== WHAT NEEDS TO BE DONE ==
Would you return the lines from the one that contains "Reviewer note: every instance of the pit" to the last line of the entries below, exactly and with nothing added?

┄┄┄┄┄┄┄┄┄┄┄┄┄┄┄┄┄┄┄┄

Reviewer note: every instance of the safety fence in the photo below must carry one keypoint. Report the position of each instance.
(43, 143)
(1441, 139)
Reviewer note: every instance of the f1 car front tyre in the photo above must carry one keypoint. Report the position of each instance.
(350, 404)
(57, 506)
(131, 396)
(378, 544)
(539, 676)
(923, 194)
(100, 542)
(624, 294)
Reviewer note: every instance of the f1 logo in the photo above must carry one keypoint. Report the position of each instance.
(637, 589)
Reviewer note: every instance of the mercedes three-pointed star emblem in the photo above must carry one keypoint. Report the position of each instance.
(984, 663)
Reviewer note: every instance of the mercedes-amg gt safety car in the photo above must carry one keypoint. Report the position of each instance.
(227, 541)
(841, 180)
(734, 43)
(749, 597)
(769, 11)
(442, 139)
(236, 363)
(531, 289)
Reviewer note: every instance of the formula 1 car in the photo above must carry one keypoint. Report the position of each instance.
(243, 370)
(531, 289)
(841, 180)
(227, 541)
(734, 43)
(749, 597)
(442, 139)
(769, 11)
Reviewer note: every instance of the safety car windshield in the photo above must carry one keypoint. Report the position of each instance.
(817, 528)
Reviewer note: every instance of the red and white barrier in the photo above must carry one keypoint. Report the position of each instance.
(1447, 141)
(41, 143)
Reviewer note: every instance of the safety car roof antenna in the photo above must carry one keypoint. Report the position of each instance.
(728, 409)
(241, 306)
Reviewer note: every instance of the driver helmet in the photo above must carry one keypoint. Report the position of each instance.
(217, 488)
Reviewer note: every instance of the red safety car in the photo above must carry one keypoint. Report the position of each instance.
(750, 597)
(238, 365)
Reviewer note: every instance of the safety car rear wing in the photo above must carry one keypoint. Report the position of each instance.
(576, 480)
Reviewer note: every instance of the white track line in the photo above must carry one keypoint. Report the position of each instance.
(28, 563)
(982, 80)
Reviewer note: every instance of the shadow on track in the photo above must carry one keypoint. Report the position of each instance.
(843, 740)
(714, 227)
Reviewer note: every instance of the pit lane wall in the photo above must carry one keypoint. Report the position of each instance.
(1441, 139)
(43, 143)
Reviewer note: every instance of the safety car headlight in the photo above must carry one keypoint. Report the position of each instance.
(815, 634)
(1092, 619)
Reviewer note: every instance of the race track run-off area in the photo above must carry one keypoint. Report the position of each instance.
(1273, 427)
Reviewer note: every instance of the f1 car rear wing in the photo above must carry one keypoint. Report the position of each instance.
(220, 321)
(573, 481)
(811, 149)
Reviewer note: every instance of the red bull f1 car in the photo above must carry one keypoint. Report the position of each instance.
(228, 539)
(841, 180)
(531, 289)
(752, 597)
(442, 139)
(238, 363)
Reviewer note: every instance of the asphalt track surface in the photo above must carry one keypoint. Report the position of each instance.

┄┄┄┄┄┄┄┄┄┄┄┄┄┄┄┄┄┄┄┄

== TASK RESULT ==
Reviewer note: every instance of the pit lane wall in the photo above must carry one keypoint. Report the position of each instance.
(1441, 139)
(43, 143)
Reviewer note: every instance of the safety car headlight in the photo above must carry one keypoint. Report the position of each instance.
(815, 634)
(1092, 619)
Reviewer note: every instance of the race track run-off area in the photo above must carry one keypoint. Report the position of each instance.
(1273, 427)
Reviewer note: every instance of the f1 car rear wing in the photo above must carry one keypoint. Report the position of each instance.
(220, 321)
(573, 481)
(811, 149)
Reviewer note: every instance of the red bull f1 car in the photo above must carry one keypoint. Report the position of each instance.
(228, 539)
(841, 180)
(531, 289)
(752, 597)
(442, 139)
(238, 363)
Reviewer note: every instance of the asphalt track surface in the photo above must carry one keypoint. Report the position of each instance.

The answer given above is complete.